## Your instructions
Only the lines from the one with "Put a point on the green foliage, one" onward are wanted, through the last line of the entries, set down exactly.

——

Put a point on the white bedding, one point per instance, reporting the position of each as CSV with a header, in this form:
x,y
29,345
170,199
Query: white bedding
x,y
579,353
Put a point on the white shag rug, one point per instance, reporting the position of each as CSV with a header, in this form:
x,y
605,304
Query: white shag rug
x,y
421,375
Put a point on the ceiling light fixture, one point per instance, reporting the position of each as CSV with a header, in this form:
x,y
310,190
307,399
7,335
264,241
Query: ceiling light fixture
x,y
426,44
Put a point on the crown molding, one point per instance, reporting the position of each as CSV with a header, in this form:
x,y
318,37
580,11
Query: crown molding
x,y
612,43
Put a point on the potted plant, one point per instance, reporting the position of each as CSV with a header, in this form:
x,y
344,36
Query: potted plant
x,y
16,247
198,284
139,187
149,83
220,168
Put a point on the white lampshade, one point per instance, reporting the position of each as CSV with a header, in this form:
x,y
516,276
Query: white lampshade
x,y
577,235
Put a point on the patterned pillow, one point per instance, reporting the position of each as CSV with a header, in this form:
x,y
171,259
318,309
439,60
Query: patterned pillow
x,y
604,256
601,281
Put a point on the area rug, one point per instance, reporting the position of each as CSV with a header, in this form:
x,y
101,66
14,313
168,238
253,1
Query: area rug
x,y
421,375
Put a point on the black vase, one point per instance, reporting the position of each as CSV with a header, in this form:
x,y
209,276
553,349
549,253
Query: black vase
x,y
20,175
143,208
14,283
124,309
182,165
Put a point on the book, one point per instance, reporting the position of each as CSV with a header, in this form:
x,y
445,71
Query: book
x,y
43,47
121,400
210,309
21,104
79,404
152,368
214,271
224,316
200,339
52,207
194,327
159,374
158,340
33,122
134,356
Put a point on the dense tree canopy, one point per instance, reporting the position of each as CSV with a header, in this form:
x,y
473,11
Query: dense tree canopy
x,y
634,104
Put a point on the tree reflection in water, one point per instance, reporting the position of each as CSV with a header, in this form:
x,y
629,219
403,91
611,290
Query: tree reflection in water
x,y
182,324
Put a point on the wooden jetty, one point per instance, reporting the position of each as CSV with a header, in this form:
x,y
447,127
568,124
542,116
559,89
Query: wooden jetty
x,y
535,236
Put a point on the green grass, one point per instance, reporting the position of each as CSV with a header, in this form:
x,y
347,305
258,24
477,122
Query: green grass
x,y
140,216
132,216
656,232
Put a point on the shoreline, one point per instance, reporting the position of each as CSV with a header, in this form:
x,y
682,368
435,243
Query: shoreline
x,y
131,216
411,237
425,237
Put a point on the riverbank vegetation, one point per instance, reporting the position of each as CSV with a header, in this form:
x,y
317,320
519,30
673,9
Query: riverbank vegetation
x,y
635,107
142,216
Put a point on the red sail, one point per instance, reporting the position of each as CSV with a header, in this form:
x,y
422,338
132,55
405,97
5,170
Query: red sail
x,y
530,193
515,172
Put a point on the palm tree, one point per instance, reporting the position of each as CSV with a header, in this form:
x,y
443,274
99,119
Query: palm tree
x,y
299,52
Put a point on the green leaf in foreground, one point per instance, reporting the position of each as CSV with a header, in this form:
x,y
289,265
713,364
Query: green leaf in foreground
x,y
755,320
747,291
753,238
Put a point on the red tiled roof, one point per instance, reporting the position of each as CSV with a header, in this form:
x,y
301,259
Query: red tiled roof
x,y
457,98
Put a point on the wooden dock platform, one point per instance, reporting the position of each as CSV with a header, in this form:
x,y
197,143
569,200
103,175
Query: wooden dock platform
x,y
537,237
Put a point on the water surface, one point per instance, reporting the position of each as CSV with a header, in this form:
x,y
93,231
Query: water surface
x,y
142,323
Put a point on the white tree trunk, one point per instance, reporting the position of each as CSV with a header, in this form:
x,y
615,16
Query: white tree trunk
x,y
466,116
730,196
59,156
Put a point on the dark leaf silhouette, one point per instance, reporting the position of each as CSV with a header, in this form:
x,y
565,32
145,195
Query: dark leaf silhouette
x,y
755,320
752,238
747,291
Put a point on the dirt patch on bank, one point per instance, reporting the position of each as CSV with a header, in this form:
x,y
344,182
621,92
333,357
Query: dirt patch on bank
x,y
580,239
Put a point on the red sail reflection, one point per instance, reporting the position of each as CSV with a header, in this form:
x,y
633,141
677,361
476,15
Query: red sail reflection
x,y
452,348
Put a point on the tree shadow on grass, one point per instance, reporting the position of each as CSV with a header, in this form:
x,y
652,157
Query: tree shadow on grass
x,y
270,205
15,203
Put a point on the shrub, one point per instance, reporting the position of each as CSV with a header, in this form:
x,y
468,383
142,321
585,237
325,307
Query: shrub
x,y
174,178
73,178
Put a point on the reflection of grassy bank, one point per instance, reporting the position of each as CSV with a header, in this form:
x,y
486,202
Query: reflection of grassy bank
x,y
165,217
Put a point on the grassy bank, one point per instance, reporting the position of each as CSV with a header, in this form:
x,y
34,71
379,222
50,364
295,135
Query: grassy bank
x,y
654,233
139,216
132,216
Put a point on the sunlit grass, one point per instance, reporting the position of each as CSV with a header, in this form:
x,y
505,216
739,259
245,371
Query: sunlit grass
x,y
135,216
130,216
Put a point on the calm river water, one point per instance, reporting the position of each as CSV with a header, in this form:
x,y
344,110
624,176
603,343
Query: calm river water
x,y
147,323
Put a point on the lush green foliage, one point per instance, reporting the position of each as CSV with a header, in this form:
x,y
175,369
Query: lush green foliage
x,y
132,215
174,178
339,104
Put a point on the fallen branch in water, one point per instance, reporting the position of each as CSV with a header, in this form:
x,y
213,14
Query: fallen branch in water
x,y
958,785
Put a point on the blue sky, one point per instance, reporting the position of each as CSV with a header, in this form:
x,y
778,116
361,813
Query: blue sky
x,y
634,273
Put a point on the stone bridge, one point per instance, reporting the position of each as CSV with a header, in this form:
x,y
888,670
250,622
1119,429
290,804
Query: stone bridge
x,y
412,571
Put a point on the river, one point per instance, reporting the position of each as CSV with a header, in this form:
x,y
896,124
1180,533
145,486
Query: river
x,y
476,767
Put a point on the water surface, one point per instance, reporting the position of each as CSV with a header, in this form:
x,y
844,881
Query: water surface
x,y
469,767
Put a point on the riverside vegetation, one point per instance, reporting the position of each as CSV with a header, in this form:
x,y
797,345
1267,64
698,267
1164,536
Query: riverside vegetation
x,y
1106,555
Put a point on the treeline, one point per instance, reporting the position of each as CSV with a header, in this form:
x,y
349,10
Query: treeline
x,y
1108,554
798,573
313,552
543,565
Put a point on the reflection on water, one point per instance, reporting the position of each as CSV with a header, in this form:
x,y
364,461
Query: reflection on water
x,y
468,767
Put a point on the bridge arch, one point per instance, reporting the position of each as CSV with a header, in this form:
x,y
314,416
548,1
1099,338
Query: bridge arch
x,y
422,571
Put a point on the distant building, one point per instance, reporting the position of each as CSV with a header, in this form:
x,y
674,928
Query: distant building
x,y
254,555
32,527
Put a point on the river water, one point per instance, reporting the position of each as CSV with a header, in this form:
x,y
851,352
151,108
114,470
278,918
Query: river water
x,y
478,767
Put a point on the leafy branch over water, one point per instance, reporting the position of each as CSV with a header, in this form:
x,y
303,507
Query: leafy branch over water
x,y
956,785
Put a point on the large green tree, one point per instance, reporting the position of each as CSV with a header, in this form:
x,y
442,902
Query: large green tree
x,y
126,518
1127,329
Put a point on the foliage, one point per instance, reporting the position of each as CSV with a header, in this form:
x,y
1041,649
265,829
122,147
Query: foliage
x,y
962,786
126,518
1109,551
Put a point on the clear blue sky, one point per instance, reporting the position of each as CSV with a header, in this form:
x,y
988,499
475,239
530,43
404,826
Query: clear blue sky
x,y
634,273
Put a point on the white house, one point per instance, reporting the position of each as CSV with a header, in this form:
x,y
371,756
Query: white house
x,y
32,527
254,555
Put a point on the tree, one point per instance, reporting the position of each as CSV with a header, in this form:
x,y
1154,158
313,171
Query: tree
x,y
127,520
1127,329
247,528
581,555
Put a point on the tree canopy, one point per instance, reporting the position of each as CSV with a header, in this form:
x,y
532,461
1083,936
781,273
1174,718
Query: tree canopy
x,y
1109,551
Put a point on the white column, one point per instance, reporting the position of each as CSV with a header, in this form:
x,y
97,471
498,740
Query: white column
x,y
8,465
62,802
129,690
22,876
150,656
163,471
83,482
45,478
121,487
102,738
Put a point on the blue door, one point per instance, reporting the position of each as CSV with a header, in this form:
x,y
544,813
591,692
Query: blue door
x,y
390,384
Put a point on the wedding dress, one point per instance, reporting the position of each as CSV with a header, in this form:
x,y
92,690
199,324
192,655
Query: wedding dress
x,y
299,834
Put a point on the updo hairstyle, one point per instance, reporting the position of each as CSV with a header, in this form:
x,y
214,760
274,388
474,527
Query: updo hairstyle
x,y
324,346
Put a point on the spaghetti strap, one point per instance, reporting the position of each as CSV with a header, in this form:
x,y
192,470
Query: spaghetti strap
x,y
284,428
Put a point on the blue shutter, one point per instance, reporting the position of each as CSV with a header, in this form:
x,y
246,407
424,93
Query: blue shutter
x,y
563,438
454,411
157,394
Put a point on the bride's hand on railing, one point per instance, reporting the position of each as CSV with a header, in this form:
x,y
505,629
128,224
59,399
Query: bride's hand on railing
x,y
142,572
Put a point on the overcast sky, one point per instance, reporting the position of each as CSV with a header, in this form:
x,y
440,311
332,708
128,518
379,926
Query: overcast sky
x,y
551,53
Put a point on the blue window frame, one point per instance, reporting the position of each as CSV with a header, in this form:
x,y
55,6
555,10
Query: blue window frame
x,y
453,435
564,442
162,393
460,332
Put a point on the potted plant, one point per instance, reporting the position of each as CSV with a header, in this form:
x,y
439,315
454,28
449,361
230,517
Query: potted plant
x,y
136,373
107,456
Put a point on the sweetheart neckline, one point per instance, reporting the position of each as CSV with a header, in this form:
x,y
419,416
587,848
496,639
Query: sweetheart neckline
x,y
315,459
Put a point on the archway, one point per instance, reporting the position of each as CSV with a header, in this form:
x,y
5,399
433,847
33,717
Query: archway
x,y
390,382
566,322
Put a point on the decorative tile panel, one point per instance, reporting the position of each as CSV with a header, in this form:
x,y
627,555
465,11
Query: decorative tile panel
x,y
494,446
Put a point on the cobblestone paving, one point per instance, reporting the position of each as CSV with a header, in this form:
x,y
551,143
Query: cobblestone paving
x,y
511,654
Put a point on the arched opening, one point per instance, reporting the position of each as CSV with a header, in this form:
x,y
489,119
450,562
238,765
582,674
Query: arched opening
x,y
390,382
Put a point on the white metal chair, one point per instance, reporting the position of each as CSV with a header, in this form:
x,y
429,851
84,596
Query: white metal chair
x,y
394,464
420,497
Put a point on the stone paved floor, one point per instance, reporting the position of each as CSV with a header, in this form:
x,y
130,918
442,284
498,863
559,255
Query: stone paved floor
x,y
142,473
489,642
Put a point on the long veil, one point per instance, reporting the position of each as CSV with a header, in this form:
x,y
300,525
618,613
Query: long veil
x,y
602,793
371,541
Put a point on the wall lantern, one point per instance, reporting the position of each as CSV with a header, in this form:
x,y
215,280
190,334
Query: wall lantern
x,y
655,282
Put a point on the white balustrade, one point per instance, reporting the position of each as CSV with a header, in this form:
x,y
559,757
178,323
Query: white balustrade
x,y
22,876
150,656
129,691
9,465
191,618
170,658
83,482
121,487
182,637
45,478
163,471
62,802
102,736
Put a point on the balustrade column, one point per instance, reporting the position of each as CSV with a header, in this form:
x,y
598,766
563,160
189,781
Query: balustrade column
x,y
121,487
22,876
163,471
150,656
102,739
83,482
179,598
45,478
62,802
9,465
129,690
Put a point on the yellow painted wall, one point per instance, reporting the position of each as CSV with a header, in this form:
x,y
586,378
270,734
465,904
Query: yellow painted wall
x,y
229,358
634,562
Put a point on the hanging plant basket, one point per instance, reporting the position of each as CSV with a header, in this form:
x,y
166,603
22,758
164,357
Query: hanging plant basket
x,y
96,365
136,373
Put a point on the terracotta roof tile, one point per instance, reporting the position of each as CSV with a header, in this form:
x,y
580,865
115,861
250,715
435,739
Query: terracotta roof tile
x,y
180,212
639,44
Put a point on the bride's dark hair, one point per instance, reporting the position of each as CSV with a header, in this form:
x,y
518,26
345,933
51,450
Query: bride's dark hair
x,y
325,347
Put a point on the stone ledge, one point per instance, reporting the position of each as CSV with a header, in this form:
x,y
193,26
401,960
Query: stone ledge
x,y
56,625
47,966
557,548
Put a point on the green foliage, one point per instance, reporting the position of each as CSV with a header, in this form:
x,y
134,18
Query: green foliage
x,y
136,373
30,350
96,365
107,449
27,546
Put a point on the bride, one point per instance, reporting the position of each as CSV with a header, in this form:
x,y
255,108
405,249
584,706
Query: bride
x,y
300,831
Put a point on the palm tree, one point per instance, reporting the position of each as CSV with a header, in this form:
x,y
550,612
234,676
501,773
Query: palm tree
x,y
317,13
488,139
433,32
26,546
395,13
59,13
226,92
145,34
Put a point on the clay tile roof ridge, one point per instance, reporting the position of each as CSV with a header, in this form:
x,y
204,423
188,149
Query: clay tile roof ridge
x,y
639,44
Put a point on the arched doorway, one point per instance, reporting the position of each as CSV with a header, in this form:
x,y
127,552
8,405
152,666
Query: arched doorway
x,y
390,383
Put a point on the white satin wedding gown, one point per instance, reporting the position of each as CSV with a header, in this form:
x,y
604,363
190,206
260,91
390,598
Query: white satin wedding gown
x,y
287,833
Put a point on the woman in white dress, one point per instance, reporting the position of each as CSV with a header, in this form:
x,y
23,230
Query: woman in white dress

——

## Exercise solution
Put a point on the green foliage, one point per instance, reporting the position of each as CSV with a header, in this form:
x,y
134,18
Query: green foliage
x,y
136,373
30,350
96,365
107,449
27,546
Put a point on the bride, one point per instance, reporting the position of each as CSV with a header, in this form:
x,y
255,108
405,249
584,706
Query: bride
x,y
300,831
Put a point on the palm tree, one point per instance, reporting the position of each as CSV with a header, in this form:
x,y
550,612
234,676
501,773
Query: palm tree
x,y
317,13
488,139
433,32
26,546
395,13
59,13
226,92
145,34
Put a point on the clay tile roof ridge, one point per instance, reporting the position of each as CSV with a header, in this form:
x,y
204,423
188,149
Query: clay tile roof ridge
x,y
639,44
Put a point on the arched doorway, one point per instance, reporting the position of each as CSV with a header, in this form:
x,y
127,552
8,405
152,666
Query: arched doorway
x,y
390,383
Put a point on the white satin wedding gown, one point per instance, reporting the position of each as CSV with a header, in this form:
x,y
604,363
190,206
260,91
390,598
Query: white satin wedding gown
x,y
287,833
Put a point on the woman in white dress, one point per instance, reporting the position of each as CSV with a header, in this form:
x,y
23,230
Query: woman in white dress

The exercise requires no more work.